── THE INPUT

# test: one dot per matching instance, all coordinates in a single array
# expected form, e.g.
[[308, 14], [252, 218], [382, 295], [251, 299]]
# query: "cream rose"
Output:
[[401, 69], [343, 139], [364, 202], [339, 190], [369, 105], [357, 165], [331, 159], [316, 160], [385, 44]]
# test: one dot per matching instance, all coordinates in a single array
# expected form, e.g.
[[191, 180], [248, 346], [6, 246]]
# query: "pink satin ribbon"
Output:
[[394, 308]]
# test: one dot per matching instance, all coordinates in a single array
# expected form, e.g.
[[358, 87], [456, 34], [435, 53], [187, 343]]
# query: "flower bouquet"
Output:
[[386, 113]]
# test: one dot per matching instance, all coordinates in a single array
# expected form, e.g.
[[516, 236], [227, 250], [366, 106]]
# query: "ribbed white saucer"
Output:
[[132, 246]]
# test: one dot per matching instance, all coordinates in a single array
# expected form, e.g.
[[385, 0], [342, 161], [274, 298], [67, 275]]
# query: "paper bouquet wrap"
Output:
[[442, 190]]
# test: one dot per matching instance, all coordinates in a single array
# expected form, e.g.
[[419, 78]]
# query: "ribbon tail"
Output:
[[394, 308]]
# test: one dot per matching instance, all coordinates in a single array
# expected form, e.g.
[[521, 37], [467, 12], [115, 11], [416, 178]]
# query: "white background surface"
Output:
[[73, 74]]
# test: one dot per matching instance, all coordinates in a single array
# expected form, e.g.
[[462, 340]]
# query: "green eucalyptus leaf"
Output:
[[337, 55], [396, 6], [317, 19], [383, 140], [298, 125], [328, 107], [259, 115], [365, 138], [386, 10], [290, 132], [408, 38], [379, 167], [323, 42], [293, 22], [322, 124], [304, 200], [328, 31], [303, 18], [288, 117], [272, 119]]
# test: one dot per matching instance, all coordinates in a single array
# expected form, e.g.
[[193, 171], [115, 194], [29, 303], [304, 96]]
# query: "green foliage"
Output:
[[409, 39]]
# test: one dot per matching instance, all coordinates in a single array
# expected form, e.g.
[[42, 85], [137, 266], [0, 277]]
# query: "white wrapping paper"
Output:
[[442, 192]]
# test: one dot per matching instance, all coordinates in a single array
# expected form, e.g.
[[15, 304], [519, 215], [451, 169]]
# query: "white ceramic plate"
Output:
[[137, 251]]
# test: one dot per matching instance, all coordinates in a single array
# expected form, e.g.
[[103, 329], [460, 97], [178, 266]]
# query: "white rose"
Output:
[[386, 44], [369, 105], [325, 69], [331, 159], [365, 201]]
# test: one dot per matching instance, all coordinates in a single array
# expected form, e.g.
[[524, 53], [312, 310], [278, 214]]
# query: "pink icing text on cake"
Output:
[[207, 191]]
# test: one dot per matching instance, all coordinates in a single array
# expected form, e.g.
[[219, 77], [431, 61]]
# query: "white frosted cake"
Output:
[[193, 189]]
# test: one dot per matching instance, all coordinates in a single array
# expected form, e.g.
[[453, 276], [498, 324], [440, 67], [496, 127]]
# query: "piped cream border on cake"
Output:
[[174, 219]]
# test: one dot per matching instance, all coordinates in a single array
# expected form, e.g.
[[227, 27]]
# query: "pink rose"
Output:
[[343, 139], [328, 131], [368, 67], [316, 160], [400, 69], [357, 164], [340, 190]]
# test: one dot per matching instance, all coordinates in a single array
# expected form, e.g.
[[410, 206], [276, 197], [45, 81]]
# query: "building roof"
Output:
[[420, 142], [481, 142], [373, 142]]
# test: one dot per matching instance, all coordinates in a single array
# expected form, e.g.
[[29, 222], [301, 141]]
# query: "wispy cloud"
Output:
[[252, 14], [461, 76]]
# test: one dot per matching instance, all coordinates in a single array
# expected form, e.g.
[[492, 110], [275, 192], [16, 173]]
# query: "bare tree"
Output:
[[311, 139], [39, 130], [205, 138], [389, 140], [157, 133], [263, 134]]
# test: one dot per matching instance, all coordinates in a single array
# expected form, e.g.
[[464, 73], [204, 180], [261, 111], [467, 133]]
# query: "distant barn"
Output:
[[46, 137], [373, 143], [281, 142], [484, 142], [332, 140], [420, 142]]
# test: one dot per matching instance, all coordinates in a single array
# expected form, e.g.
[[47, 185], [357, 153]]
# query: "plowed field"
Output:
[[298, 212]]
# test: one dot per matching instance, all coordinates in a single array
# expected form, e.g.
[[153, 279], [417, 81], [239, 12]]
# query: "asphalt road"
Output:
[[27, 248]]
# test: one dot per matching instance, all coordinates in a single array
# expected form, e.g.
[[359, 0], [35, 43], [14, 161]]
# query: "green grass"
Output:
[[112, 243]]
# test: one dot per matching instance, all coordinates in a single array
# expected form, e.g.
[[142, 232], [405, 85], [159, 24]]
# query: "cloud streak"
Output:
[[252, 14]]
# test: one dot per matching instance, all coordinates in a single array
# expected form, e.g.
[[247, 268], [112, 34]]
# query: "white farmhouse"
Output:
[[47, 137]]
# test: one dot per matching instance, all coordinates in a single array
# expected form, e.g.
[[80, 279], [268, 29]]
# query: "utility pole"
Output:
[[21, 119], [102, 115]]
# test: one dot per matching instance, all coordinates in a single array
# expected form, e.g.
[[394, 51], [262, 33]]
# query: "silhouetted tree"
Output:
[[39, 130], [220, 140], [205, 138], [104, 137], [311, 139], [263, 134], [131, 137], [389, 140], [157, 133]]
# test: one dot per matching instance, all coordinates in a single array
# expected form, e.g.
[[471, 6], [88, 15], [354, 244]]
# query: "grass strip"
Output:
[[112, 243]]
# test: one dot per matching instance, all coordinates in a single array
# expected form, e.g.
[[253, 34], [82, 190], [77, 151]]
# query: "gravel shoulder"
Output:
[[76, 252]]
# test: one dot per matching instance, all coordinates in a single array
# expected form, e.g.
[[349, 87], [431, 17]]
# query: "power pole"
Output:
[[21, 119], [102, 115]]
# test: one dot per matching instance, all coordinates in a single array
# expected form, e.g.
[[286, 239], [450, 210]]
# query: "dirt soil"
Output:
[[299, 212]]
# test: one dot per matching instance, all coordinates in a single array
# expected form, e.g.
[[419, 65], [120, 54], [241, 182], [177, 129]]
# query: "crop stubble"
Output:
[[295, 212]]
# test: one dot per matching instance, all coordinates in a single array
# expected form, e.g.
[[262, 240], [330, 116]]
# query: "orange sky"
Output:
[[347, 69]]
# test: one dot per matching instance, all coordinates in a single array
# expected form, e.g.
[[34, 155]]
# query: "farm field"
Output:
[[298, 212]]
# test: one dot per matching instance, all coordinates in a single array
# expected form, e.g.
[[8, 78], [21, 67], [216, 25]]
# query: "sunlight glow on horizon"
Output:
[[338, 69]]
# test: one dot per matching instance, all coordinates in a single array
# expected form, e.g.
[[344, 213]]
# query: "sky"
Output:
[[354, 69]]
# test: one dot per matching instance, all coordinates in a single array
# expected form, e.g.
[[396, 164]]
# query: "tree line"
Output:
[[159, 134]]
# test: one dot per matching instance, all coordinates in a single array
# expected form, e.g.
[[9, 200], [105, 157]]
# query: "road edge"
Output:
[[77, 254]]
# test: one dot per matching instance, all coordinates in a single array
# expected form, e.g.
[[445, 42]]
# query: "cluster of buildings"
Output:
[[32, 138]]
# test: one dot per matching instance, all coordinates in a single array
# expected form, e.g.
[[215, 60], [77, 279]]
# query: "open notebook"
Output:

────

Please reproduce the listing above verbatim, from its first line through the line containing "[[409, 39]]", including both of those lines.

TASK OUTPUT ->
# test: one dot per matching instance, all coordinates in a single array
# expected form, e.g.
[[308, 14], [252, 218], [382, 295], [251, 299]]
# query: "cream rose"
Output:
[[401, 69], [343, 139], [364, 202], [339, 190], [369, 105], [357, 165], [331, 159], [316, 160], [385, 44]]
# test: one dot per matching instance, all coordinates in a single array
# expected form, e.g.
[[191, 180], [248, 346], [6, 246]]
# query: "pink satin ribbon"
Output:
[[394, 308]]
# test: one dot per matching instance, all coordinates in a single array
# expected form, e.g.
[[358, 87], [456, 34], [435, 53], [187, 343]]
# query: "flower bouquet"
Output:
[[386, 113]]
# test: one dot per matching instance, all coordinates in a single array
# expected form, e.g.
[[516, 236], [227, 250], [366, 106]]
# query: "ribbed white saucer"
Output:
[[132, 246]]
# test: one dot per matching instance, all coordinates in a single array
# expected form, e.g.
[[385, 0], [342, 161], [274, 298], [67, 275]]
# query: "paper bouquet wrap"
Output:
[[442, 190]]
# test: one dot per matching instance, all coordinates in a single array
# expected form, e.g.
[[419, 78]]
# query: "ribbon tail"
Output:
[[394, 308]]
# test: one dot per matching instance, all coordinates in a single array
# expected form, e.g.
[[521, 37], [467, 12], [115, 11], [416, 178]]
# query: "white background surface"
Output:
[[73, 74]]
# test: one dot per matching instance, all coordinates in a single array
# expected form, e.g.
[[462, 340]]
# query: "green eucalyptus leaf"
Output:
[[337, 55], [396, 6], [317, 19], [383, 140], [298, 125], [328, 107], [259, 115], [365, 138], [386, 10], [290, 132], [408, 38], [379, 167], [323, 42], [293, 22], [322, 124], [304, 200], [328, 31], [303, 18], [288, 117], [272, 119]]
# test: one dot per matching instance, all coordinates in a single array
# expected form, e.g.
[[193, 171], [115, 194], [29, 303], [304, 96]]
# query: "green foliage"
Output:
[[409, 39]]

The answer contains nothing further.